[Start of section]

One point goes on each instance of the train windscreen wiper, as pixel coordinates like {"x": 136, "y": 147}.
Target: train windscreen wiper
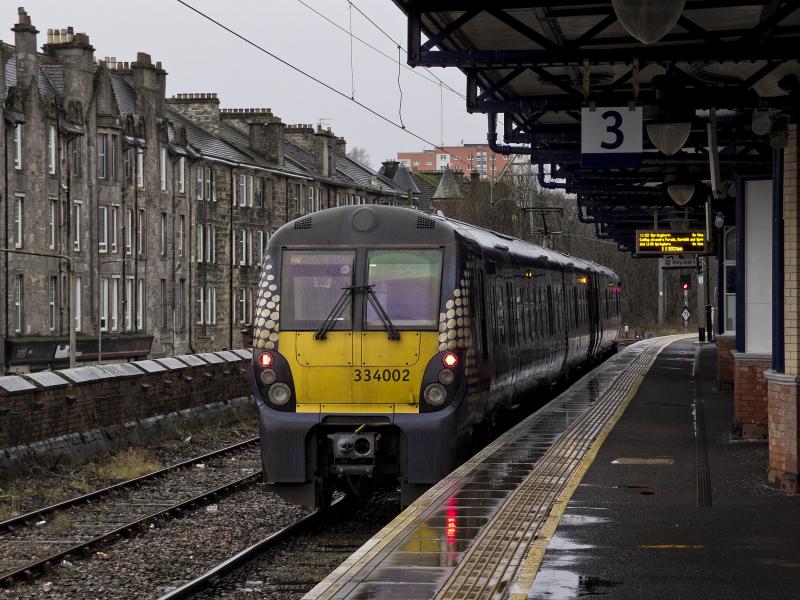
{"x": 334, "y": 314}
{"x": 338, "y": 308}
{"x": 376, "y": 304}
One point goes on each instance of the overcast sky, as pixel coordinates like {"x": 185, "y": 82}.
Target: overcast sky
{"x": 201, "y": 57}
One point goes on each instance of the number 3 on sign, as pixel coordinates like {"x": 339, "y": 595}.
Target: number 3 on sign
{"x": 611, "y": 137}
{"x": 615, "y": 119}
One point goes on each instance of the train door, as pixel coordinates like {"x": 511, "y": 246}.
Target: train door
{"x": 594, "y": 315}
{"x": 481, "y": 320}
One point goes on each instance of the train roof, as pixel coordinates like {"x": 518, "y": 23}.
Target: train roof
{"x": 376, "y": 223}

[End of section]

TASK INSTRUCTIONS.
Each line, beginning at the one that contains "Target: train door" and continuing through the end of the records, must be written out exactly, first and last included.

EXERCISE RESPONSE.
Target: train door
{"x": 594, "y": 315}
{"x": 481, "y": 320}
One point goes on each instance of the train roof, as pixel coordinates like {"x": 518, "y": 23}.
Target: train roof
{"x": 376, "y": 223}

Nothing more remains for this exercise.